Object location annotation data
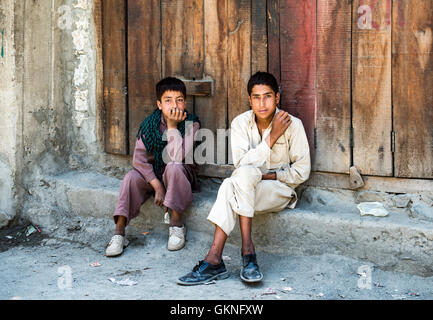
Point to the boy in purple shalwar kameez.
(164, 143)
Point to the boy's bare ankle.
(119, 232)
(213, 259)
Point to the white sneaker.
(176, 238)
(116, 245)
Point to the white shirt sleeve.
(299, 166)
(241, 153)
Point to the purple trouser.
(179, 180)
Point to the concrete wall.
(10, 112)
(50, 106)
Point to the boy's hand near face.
(176, 115)
(281, 122)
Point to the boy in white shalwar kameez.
(271, 158)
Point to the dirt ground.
(37, 267)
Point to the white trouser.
(245, 193)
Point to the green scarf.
(152, 138)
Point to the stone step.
(396, 242)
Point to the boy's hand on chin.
(175, 116)
(281, 122)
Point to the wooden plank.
(371, 87)
(412, 87)
(273, 27)
(298, 62)
(182, 41)
(200, 88)
(374, 183)
(114, 57)
(333, 120)
(259, 39)
(172, 37)
(239, 56)
(144, 61)
(99, 69)
(212, 111)
(193, 40)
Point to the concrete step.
(324, 222)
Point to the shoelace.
(113, 239)
(176, 232)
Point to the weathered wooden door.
(374, 76)
(358, 73)
(206, 43)
(214, 45)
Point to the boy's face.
(171, 100)
(263, 101)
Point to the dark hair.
(262, 78)
(170, 84)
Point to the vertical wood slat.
(333, 119)
(182, 40)
(298, 62)
(144, 61)
(371, 87)
(212, 110)
(273, 30)
(239, 56)
(172, 35)
(193, 40)
(412, 62)
(259, 39)
(114, 57)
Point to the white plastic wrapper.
(372, 209)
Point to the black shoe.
(204, 272)
(250, 271)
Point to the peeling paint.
(82, 71)
(82, 4)
(2, 48)
(81, 102)
(80, 39)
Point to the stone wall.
(51, 114)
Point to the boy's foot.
(176, 238)
(250, 271)
(204, 272)
(116, 245)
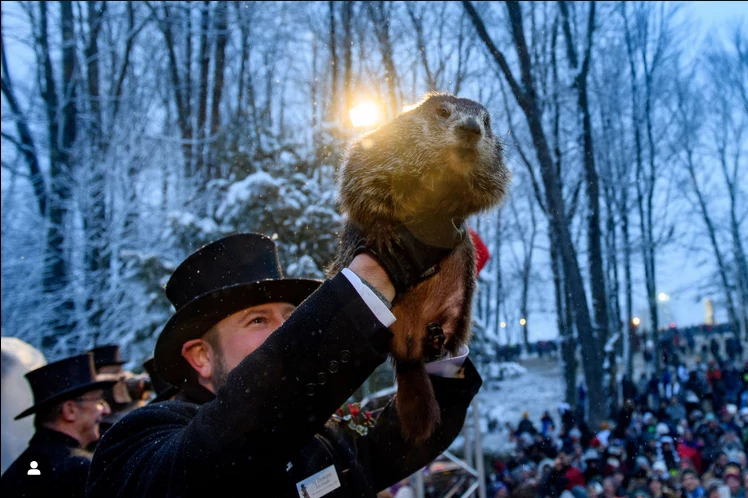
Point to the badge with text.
(319, 484)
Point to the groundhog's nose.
(470, 127)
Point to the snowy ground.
(533, 385)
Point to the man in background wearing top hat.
(127, 393)
(68, 407)
(263, 362)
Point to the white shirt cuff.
(375, 304)
(448, 367)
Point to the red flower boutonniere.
(351, 417)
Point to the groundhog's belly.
(441, 299)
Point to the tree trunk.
(221, 25)
(597, 274)
(381, 23)
(565, 329)
(646, 232)
(347, 19)
(527, 99)
(202, 110)
(333, 110)
(61, 116)
(27, 146)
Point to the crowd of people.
(682, 433)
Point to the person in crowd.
(660, 488)
(68, 409)
(263, 362)
(731, 477)
(129, 390)
(691, 484)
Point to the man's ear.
(69, 411)
(198, 354)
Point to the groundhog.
(438, 161)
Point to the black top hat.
(221, 278)
(163, 389)
(62, 380)
(106, 355)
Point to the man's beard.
(220, 372)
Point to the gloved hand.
(418, 248)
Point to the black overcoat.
(61, 462)
(268, 427)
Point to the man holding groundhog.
(262, 363)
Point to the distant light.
(364, 114)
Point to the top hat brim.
(164, 395)
(108, 364)
(196, 317)
(64, 396)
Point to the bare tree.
(527, 97)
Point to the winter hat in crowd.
(590, 454)
(217, 280)
(731, 471)
(596, 487)
(666, 439)
(639, 493)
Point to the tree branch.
(480, 27)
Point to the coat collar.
(45, 436)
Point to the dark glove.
(417, 250)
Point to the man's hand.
(417, 250)
(369, 269)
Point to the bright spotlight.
(364, 115)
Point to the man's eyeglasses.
(101, 404)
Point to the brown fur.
(420, 165)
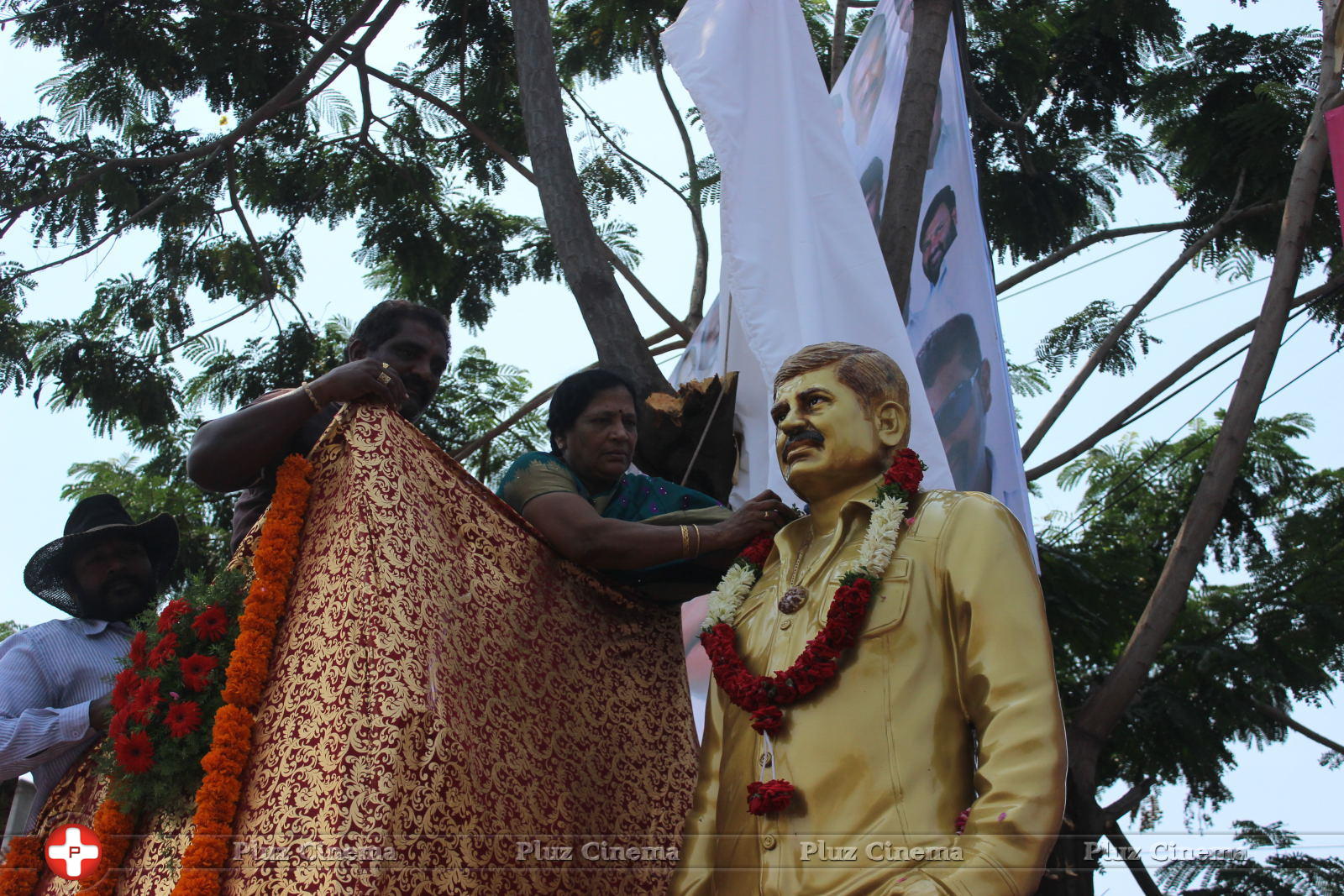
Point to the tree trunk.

▸ WORK TO DO: Convert the part of the listing that begins with the line containing "Point to the dark glove." and runs through the end of the listing into a JSON list of strings, one string per line, with blank lines omitted. Leave the pictures out.

▸ ANSWER TO THIS TASK:
[
  "Point to the dark glove.",
  "(417, 250)",
  "Point to the man's hand.",
  "(417, 250)",
  "(369, 269)",
  "Point to the bright spotlight.",
  "(364, 115)",
  "Point to the man's eyeglasses.",
  "(101, 404)",
  "Point to the brown fur.",
  "(420, 165)",
  "Point to the tree trunk."
]